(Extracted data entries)
********************

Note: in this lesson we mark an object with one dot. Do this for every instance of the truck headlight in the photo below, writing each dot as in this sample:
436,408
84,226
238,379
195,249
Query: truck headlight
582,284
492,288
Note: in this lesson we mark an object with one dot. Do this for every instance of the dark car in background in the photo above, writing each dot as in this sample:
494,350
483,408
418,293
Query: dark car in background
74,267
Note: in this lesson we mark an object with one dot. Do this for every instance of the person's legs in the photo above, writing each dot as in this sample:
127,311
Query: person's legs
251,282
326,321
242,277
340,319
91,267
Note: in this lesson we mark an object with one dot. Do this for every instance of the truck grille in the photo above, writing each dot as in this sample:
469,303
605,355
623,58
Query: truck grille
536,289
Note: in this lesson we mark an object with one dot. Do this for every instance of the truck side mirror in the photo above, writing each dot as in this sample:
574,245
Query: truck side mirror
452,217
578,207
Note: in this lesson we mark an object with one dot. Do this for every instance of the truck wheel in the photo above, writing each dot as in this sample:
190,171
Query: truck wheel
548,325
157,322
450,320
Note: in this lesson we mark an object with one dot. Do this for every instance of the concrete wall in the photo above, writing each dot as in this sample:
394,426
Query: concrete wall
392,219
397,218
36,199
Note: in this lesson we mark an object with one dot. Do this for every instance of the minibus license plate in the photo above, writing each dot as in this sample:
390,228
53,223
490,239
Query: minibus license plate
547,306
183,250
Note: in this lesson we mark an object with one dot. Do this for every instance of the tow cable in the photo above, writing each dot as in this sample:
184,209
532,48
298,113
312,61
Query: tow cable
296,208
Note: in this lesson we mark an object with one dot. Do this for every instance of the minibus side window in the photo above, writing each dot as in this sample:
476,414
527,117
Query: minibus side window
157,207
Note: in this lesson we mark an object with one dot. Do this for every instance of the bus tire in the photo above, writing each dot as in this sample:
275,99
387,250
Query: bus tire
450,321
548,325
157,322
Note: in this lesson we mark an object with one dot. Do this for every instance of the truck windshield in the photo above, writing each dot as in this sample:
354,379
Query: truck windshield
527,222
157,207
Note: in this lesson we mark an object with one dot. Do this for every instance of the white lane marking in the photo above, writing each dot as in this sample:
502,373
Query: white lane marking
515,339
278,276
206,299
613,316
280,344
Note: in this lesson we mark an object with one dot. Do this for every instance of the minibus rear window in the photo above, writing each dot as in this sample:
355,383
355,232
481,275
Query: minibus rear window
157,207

********************

▶ [Task requirements]: What's wanted here is every record, retyped exactly as shown above.

▶ [Task response]:
Note: in this lesson we mark an object with one dot. Do this for every instance of the truck headlight in the photo below, writing each dot as in this sample:
436,408
84,226
238,379
195,249
Query: truck headlight
582,284
492,288
Note: in this lesson we mark an object with one dot. Do this for every instance of the dark car in background in the photo above, writing each dot as in this sample:
494,350
483,408
418,293
Query: dark car in background
74,267
Note: in this lesson we mark an object with one dot. Do this for every instance of the person's legs in the photo above, writing each dot as in this sample:
127,311
Query: person's legs
251,282
326,321
242,277
340,319
91,267
Note: in this lesson we mark an object with one dot. Do this for every instance of the truck grille in the photo above, writing each dot as in this sample:
469,303
605,355
623,58
Query: truck grille
536,289
Note: in this lesson we mark an object with one dot. Do this for every instance of the truck side mirror in the photo above, writing each dot as in this sample:
574,245
Query: truck side mirror
452,217
578,207
Note: in this lesson we mark an object with one dot. Do this for every instance of the truck wheel in the photo above, writing each dot as in this sample:
190,171
Query: truck wheel
548,325
157,322
450,320
Note: in this lesson we mark an object with one dot. Do this for every instance of the concrete wall in the photo above, writing each dot as in this sample:
394,426
Query: concrete wall
392,219
397,218
36,199
Note: in this lesson we mark an object with one dot. Do this for every instance of the minibus license plate in the photo above, writing each dot as in this sample:
390,228
53,223
490,239
Query: minibus license plate
547,306
183,250
Note: in this lesson we mark an object with one dot. Do this for every instance of the tow cable in the photo above, writing each dot as in this sample:
184,209
532,48
298,113
312,61
Query: tow cable
296,208
Note: in this lesson we mark an object with one dot. Do this for every instance of the minibus side window in the photo above, writing each dot as in this sample:
476,414
527,117
Query: minibus side window
157,207
Note: in this lesson we mark an object with one dot. Do this for every instance of the bus tire in the photo above, writing each dot as in this sample:
275,99
387,250
Query: bus tire
450,321
548,325
157,322
Note: in this lesson we mark an object with one dot. Do this for every instance of the truck windshield in the photo above, writing each dot as in this sample:
354,379
Query: truck windshield
527,222
157,207
Note: in this lesson we mark an object with one dot. Do this for every instance of the white lane marking in the photo above, writing each dot as in this sample:
502,373
Query: white lane marking
515,339
278,276
206,299
613,316
280,344
Note: in this lesson we mark an object with one dot. Do this for every instance of the minibus rear window in the photo above, writing each dot as in this sample:
355,383
355,232
481,275
Query: minibus rear window
157,207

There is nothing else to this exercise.